Page text:
================
The show ceased production in March 2020 with Gov. J.B. Pritzker issuing the state’s first stay-at-home order. Manilow says he didn’t feel comfortable with resuming the show until this summer, but the station did not want to commit. Singh calls the decision “devastating” and says she wishes the show got a proper send off, comparing it to a long-running TV drama with a disappointing series finale. Singh was one of three hosts — Amanda Puck was the original host, followed by Singh and Catherine Di Orio, and then a second stint from Singh that started in 2018. Singh hosted for 12 of 19 seasons.

“I just feel so sad for the viewer,” Singh says. “I’m not trying to sound arrogant or anything — I know how much this show means to people.”

The show’s format, unveiled in 2001, featured three guests from different walks of life each picking a restaurant, with each guest separately dining at all three restaurants. None of the guests were affiliated with the restaurant industry. They would then report their experiences to the host unveiling a diversity of perspectives and sometimes, if viewers were lucky, colorful disagreements.

“That was good TV — this is just comedy gold,” Singh says, recounting one of the more animated episodes. “You just recognize this is good TV and you step back.”
================
Record set:
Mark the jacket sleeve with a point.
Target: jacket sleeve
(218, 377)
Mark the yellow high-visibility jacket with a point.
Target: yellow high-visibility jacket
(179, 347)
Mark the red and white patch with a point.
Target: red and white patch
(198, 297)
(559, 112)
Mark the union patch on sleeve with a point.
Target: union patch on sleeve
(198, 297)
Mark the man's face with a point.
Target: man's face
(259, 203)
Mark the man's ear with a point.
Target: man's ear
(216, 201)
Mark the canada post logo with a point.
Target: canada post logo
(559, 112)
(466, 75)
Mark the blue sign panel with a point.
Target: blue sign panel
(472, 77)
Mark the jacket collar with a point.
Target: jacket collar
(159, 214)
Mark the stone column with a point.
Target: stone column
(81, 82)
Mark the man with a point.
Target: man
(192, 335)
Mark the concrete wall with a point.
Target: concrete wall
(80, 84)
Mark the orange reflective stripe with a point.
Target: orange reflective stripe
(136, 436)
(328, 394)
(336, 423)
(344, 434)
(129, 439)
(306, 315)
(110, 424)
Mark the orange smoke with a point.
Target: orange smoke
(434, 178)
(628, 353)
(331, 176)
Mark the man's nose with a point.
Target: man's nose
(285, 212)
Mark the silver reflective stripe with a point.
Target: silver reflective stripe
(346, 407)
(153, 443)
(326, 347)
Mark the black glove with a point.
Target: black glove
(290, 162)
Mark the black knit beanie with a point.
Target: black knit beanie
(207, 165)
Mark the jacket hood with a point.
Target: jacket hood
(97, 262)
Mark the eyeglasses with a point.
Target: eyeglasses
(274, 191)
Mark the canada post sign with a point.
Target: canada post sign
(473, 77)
================
Resume the article about the end of the restaurant-review show with Singh as host, picking up right after its last sentence.

Reply:
The show showcased different Chicago neighborhoods. Manilow hoped it challenged people’s comfort zones, encouraging residents from suburban Palos Park to visit a city restaurant in Humboldt Park. Singh says she used to have a Friday ritual with her grandmother who felt she could fully explore the city while watching the show.

WTTW provided the following statement:

Chicago is a restaurant town, and for many years, Check, Please! has brought people from across our city and suburbs together to inspire exploration and discovery of the diversity of foods, flavors, and cuisines in our community. This upcoming season, as Check, Please! leaves WTTW’s schedule, we look forward to bringing local documentaries, storytelling, and trusted and independent news to our audience.

Though new episodes will no longer appear on Chicago’s PBS outlet, Singh and Manilow are hopeful the digital media landscape will provide opportunities for the brand to survive. Singh says restaurants need exposure more than ever as they contend with the COVID-19 environment. Longtime Chicago food writer Kevin Pang summarized the show’s influence in a social media post, writing that conceivably, it’s “done more for Chicago restaurants than anyone in town, ever.” Pang credited the show in bringing crowds to Hot Doug’s, the popular sausage shop. Proprietor Doug Sohn agrees, saying Check, Please! had a “profound effect on restaurants in Chicago.”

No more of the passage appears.